* [TASK INPUT]:
-------

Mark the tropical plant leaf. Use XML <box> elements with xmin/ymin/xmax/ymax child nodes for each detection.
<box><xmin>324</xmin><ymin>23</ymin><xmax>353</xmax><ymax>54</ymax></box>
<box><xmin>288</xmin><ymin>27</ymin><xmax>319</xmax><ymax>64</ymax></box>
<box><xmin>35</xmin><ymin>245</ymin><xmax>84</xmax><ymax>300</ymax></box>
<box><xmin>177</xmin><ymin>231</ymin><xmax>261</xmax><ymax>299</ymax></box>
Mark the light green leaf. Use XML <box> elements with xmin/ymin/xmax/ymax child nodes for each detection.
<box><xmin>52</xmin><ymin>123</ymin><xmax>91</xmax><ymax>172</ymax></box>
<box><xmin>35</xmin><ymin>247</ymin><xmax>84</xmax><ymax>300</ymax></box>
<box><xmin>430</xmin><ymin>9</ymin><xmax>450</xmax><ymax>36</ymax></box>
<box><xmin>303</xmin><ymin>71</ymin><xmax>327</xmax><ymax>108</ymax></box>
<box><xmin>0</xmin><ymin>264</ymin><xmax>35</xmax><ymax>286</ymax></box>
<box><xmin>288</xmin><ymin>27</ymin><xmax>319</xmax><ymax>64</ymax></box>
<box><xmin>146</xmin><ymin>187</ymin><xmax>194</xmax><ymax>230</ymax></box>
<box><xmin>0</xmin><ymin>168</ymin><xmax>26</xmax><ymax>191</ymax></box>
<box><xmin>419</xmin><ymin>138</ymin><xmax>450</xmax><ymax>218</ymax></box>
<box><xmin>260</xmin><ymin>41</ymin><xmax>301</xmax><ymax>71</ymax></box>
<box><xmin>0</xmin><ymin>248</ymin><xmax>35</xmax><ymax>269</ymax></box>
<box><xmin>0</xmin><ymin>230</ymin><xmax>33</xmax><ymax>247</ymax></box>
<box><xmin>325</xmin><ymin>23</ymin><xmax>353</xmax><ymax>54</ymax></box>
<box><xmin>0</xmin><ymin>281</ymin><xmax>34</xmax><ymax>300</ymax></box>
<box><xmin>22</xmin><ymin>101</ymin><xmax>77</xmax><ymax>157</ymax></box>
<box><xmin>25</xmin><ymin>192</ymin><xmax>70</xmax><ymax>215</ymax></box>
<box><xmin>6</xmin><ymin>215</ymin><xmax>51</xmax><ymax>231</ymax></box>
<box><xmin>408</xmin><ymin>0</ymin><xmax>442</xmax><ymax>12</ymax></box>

-------

* [EXERCISE BRIEF]:
Collect every line in the rows above that contains the word "Mark", and copy each one in full.

* [WRITTEN REPLY]:
Mark the tropical plant leaf. Use XML <box> elements with xmin/ymin/xmax/ymax child nodes for each detection.
Mark the light green leaf. Use XML <box> elements with xmin/ymin/xmax/ymax child nodes for each detection.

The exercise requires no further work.